[Stored data entries]
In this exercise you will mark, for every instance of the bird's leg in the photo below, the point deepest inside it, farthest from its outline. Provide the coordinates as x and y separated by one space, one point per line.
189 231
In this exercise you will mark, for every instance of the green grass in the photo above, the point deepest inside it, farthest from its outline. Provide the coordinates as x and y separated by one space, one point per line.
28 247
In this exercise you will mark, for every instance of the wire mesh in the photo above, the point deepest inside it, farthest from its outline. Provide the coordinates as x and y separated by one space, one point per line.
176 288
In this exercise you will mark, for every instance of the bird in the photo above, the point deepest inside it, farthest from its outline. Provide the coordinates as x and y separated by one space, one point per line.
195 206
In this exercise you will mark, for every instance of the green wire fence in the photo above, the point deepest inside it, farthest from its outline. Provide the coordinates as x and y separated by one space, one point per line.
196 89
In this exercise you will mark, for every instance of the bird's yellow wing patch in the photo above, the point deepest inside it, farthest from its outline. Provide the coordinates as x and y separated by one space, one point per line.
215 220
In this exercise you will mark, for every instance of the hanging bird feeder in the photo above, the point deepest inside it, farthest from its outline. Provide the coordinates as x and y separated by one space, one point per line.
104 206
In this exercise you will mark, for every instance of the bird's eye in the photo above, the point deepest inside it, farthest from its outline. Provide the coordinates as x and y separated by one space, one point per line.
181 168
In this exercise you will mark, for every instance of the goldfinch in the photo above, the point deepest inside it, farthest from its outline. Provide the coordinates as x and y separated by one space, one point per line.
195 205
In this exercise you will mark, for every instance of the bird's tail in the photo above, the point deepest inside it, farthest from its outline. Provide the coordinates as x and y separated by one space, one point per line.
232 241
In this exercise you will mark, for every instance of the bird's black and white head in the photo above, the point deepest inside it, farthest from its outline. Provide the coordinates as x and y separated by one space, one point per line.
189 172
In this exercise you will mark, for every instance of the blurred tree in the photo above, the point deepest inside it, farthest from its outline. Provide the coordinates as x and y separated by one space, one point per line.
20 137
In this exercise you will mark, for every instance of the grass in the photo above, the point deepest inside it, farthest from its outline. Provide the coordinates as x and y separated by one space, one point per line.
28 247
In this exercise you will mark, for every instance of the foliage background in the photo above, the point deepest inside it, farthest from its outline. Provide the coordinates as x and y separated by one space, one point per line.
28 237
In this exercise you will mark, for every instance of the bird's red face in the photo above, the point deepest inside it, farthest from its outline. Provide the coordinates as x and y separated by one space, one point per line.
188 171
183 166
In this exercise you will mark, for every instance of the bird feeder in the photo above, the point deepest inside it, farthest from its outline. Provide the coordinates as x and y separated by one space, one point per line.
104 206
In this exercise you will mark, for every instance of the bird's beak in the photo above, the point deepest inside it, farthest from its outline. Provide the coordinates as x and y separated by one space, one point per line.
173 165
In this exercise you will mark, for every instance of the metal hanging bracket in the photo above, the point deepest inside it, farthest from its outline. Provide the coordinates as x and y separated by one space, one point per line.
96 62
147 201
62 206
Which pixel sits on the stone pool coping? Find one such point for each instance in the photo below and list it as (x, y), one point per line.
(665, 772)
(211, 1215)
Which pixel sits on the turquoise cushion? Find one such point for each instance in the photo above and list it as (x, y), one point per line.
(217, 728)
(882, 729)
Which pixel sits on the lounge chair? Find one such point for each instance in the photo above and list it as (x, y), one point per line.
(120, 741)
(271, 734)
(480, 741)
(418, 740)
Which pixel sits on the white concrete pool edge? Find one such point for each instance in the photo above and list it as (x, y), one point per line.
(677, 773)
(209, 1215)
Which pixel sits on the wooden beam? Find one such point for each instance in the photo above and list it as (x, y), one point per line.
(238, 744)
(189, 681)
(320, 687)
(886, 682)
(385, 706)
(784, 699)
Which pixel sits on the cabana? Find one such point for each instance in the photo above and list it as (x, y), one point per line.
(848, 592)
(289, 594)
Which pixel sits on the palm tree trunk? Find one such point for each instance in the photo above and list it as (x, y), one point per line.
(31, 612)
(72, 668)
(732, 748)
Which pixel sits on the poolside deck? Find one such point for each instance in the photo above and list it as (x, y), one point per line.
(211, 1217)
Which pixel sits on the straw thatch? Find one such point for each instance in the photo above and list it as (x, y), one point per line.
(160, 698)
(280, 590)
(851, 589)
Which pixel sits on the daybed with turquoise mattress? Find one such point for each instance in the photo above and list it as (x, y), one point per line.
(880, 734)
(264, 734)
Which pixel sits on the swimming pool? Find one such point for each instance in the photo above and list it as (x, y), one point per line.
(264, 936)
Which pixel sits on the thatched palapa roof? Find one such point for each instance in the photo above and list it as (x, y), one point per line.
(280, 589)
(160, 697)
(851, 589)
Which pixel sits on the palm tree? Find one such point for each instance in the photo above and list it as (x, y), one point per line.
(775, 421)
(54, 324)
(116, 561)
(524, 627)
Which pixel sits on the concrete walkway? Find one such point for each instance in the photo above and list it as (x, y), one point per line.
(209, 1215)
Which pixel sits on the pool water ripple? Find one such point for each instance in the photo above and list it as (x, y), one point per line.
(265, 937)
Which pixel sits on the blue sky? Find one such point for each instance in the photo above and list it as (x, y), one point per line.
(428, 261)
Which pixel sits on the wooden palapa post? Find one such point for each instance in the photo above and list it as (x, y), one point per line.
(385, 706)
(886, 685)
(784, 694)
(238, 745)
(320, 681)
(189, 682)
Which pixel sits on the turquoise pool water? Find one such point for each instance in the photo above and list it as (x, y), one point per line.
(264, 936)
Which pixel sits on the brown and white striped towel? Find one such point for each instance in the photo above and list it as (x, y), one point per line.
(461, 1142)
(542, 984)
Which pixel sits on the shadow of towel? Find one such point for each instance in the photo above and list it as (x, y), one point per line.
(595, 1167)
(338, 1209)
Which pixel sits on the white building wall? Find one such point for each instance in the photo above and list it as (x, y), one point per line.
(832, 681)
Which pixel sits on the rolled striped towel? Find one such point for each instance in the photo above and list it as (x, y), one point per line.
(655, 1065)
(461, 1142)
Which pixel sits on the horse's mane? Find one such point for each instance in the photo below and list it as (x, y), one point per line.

◆ Problem to work on ◆
Without altering anything, print all of the data again.

◆ Exercise solution ◆
In this exercise you will mark, for every instance of the bird's leg in the photo below, the point deepest inside it, farthest from its outline. Provide the coordinates as x and y separated by one space, one point per line.
189 231
In this exercise you will mark, for every instance of the green grass in the photo above, the point deepest inside it, farthest from its outline. Provide the coordinates as x and y separated by one space, one point per line.
28 247
In this exercise you will mark, for every instance of the wire mesh in the photo above, the point deepest inside it, farthest from its outline. Provide the coordinates as x and y separated by one space, one point per line.
176 288
In this exercise you will mark, for every instance of the bird in the photo above, the point deepest inside it, farthest from its outline. Provide the coordinates as x and y separated by one space, one point per line.
195 206
In this exercise you will mark, for every instance of the green wire fence in the photo above, the point deepest inside it, farthest from its outline. Provide the coordinates as x and y separated by one space, one point per line.
196 89
In this exercise you will mark, for every instance of the bird's yellow wing patch in the photo above, the point deepest inside it, farthest from its outline. Provide the coordinates as x and y separated by one space, one point per line.
215 220
In this exercise you will mark, for every instance of the hanging bird feeder in the photo above, the point deepest inside it, farthest from its outline. Provide the coordinates as x and y separated by one space, one point per line.
104 206
In this exercise you will mark, for every instance of the bird's eye in the photo above, the point deepest inside it, farthest from its outline. Provide the coordinates as x and y separated by one space, one point per line.
181 168
In this exercise you will mark, for every instance of the goldfinch in the photo above, the point deepest inside it, farthest from its outline. Provide the coordinates as x and y separated by one space, one point per line.
195 205
In this exercise you will mark, for every instance of the bird's tail in the photo above, the point deepest inside it, farthest from its outline. Provide the coordinates as x and y separated by one space, one point per line.
232 241
In this exercise you will mark, for every instance of the bird's black and white head in the photo above, the point deepest inside it, farthest from its outline. Provide the coordinates as x and y separated by one space, one point per line.
189 172
In this exercise you will mark, for every instance of the blurred tree in the photo above, the point deepest inside it, farthest from its outline. Provide the coordinates as x and y separated by one space, one point per line.
20 137
In this exercise you will mark, for every instance of the grass in the photo above, the point deepest inside it, farthest from its outline. Provide the coordinates as x and y separated by one space, one point per line.
28 247
In this exercise you will mark, for every instance of the foliage background in the photo above, the point deepest inside it, farthest from its outline. Provide the coordinates as x and y separated by one space, one point per line.
28 237
In this exercise you will mark, for every instance of the bird's red face in the photo above, the point deepest inside it, farthest from its outline. Provide the coordinates as x and y separated by one space, one point per line.
188 171
183 166
In this exercise you will mark, for every instance of the bird feeder in the photo above, the point deepest inside it, farthest from its outline. Provide the coordinates as x and y separated by one space, one point per line.
104 206
In this exercise you will mark, for every instance of the bird's beak in the photo above, the point deepest inside it, farthest from its outline. Provide the coordinates as x and y separated by one space, one point per line.
173 165
In this exercise you will mark, for every instance of the metal hanging bracket in the photo above, the point deepest inside it, farthest from its outline. Provide the coordinates as x and y separated by one space, one point per line.
96 62
147 201
62 206
Which pixel sits on the stone pool coping? Find one such point for each instance in the photo below and list it as (x, y), one point per line.
(665, 772)
(211, 1215)
Which pixel sits on the turquoise cushion? Find one such point for each instance in the photo above and list it as (x, y), one point per line.
(217, 728)
(882, 729)
Which pixel sits on the lounge chair? Find one such point for each instance in the photo above and list it as (x, y), one point per line.
(120, 741)
(271, 734)
(480, 741)
(418, 740)
Which pixel sits on the white concrete pool edge? Find one such point for each instance in the photo above and list it as (x, y), one point per line.
(677, 773)
(209, 1215)
Which pixel sits on the wooden beam? Find one such point for each instance in the photo above and list it as (x, y), one point per line.
(238, 744)
(189, 681)
(320, 687)
(886, 682)
(385, 706)
(784, 699)
Which pixel sits on the cabana? Find one such point for each instance in the photo above and list it as (x, y), one point per line.
(848, 592)
(289, 594)
Which pixel sits on the palm tree trunk? Find one such point for each instance in the photo above and list it as (x, y), one point per line.
(31, 612)
(72, 668)
(732, 748)
Which pixel sits on the poolside deck? Find one such point for each instance in the photo above and list it as (x, y), one point per line.
(211, 1217)
Which pixel sits on the straw thatch? Find one such point for each instance in the photo above and list it as (x, y), one point per line.
(160, 698)
(280, 590)
(851, 589)
Which pixel sits on the daybed with turquoise mattress? Find one such point for each instance in the photo above and list it as (x, y), one point per line.
(880, 734)
(264, 734)
Which pixel sits on the swimming pool? Find one such point for each instance in the photo above and list it as (x, y), one point per line.
(264, 936)
Which pixel sits on the thatched palapa roof? Find one such point for each instance in the photo above and list it as (x, y), one point per line.
(280, 589)
(160, 697)
(851, 589)
Which pixel sits on the palm tree? Find one such point for each instance in the photo above and list it as (x, y), one point per line.
(775, 421)
(54, 324)
(116, 561)
(524, 627)
Which pixel sits on the concrete walkway? Find one such point for each instance in the photo above and list it as (x, y), one point per line.
(209, 1215)
Which pixel sits on the pool water ripple? Find one such point for each instance in the photo above and list it as (x, y), one point per line.
(265, 937)
Which pixel sits on the blue sky? Find one such point for each instance in the photo above and list it as (x, y), one point per line.
(428, 261)
Which pixel sits on the wooden palapa post? Find one such point for each instance in the photo above and list it as (x, y), one point per line.
(385, 706)
(886, 685)
(784, 694)
(238, 745)
(320, 681)
(189, 682)
Which pixel sits on the turquoise pool water? Find one such point for each instance in the photo above and list it as (x, y), one point per line.
(264, 936)
Which pixel sits on the brown and white striped towel? Find one such point for each instance in the photo above and list it as (x, y), one point per line.
(461, 1142)
(542, 984)
Which pixel sits on the shadow of towel? Find one such point for each instance in the photo above and list it as (x, y), one point per line.
(595, 1167)
(338, 1209)
Which pixel sits on the white building wall? Find one such point for each instance in the photo above and list it as (x, y), one point per line.
(832, 681)
Which pixel sits on the rolled striped towel? Find one such point for each instance in the photo above and list it as (x, y), one point per line.
(655, 1065)
(461, 1142)
Which pixel sits on the horse's mane? Find one such point for each instance in the photo below and list it as (x, y), one point per line.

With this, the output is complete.